(Stored items from a collection)
#####

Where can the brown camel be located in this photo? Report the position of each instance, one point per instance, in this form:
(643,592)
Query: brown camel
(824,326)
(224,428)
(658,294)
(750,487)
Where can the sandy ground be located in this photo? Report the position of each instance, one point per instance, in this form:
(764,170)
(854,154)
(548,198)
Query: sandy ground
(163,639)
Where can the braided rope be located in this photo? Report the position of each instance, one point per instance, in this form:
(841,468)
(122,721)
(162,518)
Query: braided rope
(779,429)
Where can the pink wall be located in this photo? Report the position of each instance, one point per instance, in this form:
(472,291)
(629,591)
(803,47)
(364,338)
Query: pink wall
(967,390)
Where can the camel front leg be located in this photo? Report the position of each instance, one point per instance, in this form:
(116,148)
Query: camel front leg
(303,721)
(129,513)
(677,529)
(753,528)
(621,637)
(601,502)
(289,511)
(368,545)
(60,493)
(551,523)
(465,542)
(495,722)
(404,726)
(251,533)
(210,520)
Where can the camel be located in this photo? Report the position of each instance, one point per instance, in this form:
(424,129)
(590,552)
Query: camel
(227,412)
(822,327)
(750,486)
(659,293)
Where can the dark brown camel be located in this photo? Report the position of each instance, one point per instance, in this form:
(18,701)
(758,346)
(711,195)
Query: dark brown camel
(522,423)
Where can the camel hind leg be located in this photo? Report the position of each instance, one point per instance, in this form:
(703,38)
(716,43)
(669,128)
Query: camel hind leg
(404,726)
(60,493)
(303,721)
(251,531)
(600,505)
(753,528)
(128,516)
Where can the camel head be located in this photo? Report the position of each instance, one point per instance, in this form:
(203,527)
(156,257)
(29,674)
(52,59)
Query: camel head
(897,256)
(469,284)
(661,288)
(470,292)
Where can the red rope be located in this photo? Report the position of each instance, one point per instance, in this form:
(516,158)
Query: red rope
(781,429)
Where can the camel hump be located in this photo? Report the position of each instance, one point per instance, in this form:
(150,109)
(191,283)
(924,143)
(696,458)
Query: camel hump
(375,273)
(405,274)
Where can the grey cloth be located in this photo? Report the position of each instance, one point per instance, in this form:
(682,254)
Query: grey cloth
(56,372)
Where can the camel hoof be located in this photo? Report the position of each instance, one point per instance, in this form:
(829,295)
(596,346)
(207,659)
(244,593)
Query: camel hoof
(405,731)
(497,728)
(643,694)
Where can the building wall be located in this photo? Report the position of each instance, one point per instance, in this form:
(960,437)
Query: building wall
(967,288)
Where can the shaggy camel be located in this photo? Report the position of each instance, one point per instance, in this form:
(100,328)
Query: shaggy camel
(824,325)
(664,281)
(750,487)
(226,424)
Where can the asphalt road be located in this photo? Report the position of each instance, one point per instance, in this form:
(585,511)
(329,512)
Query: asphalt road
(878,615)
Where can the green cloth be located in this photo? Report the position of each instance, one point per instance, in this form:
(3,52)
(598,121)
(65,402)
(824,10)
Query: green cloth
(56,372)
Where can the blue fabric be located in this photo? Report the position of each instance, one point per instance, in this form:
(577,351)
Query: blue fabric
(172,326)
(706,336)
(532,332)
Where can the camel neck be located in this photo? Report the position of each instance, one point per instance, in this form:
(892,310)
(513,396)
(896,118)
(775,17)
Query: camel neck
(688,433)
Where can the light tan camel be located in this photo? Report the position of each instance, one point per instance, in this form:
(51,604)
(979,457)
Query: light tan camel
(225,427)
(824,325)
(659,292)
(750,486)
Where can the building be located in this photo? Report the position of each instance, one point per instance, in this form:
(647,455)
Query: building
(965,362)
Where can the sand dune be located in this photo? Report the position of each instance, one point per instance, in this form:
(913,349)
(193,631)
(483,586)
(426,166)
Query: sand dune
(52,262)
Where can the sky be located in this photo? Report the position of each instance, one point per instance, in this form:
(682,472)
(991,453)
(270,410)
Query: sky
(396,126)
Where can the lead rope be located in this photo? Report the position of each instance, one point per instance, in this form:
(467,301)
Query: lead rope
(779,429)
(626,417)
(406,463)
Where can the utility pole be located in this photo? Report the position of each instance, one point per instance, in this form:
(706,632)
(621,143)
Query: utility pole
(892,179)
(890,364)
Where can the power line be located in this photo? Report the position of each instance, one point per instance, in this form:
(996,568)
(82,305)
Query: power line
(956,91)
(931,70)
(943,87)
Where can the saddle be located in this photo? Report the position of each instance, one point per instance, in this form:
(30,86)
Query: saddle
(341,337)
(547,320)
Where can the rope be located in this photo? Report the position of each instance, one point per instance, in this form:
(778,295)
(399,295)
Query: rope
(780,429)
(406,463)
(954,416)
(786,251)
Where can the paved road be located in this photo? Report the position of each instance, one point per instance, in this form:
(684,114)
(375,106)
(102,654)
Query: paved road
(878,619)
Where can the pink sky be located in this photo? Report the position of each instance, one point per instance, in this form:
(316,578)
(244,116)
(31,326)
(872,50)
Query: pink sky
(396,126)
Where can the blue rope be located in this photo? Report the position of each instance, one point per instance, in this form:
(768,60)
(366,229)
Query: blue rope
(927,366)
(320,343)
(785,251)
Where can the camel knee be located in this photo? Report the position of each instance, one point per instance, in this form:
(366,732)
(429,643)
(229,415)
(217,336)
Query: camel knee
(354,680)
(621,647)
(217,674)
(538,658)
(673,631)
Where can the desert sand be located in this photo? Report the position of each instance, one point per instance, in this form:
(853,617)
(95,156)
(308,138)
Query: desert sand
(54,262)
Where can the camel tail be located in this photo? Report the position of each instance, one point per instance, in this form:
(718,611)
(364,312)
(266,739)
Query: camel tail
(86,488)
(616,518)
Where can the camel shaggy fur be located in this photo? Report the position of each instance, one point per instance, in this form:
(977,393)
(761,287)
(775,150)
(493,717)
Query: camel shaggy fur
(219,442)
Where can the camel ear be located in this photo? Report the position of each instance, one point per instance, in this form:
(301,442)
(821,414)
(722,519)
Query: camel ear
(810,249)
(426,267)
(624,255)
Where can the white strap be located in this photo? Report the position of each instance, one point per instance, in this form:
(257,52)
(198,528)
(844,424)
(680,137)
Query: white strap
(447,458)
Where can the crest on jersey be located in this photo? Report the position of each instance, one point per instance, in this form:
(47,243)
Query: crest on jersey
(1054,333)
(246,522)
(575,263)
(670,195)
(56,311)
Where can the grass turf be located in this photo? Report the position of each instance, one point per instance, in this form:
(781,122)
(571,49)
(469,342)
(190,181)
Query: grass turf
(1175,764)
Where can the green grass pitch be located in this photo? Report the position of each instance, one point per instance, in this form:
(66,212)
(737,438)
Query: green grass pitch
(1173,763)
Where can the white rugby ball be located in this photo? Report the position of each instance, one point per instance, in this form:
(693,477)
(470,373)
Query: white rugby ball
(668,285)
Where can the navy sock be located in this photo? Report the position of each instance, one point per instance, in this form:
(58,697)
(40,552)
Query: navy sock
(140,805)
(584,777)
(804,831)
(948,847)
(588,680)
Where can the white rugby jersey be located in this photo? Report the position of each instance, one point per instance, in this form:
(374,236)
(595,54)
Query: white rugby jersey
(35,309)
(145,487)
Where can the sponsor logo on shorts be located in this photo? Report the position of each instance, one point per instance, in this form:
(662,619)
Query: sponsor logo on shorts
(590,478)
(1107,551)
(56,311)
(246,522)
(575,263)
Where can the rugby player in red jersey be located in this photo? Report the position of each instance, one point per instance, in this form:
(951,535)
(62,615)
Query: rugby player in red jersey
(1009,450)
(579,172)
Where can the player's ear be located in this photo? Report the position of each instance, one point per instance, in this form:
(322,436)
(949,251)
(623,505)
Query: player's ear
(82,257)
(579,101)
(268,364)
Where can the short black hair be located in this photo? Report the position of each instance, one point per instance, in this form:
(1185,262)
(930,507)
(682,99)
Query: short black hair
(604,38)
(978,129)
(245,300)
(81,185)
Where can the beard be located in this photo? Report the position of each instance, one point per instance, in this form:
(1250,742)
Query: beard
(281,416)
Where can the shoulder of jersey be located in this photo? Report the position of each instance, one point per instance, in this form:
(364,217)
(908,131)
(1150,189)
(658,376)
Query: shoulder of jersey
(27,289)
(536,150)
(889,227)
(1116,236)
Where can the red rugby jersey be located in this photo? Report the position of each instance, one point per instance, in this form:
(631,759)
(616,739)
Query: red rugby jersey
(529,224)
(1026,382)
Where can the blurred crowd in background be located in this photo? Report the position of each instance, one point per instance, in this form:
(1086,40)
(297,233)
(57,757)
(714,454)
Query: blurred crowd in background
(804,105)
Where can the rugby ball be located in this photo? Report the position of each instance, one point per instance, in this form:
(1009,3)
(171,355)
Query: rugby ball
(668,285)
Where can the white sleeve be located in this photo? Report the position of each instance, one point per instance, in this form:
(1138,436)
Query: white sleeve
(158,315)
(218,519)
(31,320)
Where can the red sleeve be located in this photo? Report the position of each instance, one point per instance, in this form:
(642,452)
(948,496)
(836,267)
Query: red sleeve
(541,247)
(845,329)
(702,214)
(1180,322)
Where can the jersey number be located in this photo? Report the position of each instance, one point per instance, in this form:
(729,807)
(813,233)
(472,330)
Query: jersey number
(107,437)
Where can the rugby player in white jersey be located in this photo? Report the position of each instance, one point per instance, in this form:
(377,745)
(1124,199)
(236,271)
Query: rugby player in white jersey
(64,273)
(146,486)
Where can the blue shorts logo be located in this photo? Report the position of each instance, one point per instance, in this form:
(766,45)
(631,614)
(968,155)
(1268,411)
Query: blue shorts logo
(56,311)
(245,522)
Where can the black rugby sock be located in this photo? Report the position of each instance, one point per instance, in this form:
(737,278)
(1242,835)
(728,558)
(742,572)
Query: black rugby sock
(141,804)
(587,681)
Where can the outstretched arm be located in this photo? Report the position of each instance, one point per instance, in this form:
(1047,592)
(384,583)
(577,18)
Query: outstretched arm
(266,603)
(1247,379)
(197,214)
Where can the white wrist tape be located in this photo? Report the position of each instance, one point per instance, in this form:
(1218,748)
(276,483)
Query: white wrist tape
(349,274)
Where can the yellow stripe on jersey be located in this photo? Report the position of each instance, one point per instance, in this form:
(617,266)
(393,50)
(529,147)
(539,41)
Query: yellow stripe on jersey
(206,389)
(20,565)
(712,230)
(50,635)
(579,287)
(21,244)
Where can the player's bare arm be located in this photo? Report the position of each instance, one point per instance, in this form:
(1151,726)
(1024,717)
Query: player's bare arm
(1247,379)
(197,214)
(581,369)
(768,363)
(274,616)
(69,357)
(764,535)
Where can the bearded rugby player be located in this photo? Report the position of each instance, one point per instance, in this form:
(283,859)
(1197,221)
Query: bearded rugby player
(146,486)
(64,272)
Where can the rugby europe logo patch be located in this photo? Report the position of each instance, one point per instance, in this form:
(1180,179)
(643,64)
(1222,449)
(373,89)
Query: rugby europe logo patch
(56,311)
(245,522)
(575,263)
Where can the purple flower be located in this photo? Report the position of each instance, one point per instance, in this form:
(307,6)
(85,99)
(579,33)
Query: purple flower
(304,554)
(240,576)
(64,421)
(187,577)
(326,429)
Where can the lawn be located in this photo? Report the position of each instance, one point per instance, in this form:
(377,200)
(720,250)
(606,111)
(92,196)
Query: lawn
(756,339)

#####

WHAT YOU HAVE TO DO:
Include both ends. Return the line holding "Where can the outstretched" and all lines after it in the records above, exactly as written.

THE SOLUTION:
Where can the outstretched arm be located in this photo? Report the position of each instance, one point per instance, in this form:
(1047,592)
(384,583)
(577,18)
Query: outstretched arm
(266,603)
(1247,379)
(197,214)
Where can the white wrist tape be located in this photo? Report the position of each instance, one point per instance, in this form:
(1218,748)
(276,483)
Query: white wrist tape
(349,274)
Where can the yellow stripe on jersey be located in this photo? Report the position of each instance, one point per instance, in this form:
(617,266)
(393,50)
(529,147)
(539,41)
Query: yellow stripe on jersey
(206,389)
(20,565)
(712,230)
(50,635)
(579,287)
(21,244)
Where can the player's bare arm be located in this photo? Report the position of each instance, one point per instance, in this form:
(1151,726)
(1024,717)
Query: player's bare arm
(1247,379)
(197,214)
(581,369)
(768,363)
(274,616)
(69,357)
(764,535)
Where can the bearded rugby player be located in this photo? Report the position of each instance, one point per instance, in this form:
(283,859)
(1197,221)
Query: bearded rugby player
(146,486)
(64,272)
Where can the rugby europe logo patch be located in this photo? Report the position of each instance, one point per instance, in this form:
(1180,179)
(643,64)
(1222,449)
(373,89)
Query: rugby europe logo patch
(56,311)
(245,522)
(575,263)
Where can the purple flower be located in this photo? Report the position of each instance, one point per instance, in this form:
(307,6)
(85,99)
(579,33)
Query: purple flower
(304,554)
(240,576)
(64,421)
(187,577)
(326,429)
Where can the lawn be located in this photo? Report the position of each instance, one point per instance, in this form:
(377,200)
(720,250)
(606,111)
(92,196)
Query: lawn
(756,339)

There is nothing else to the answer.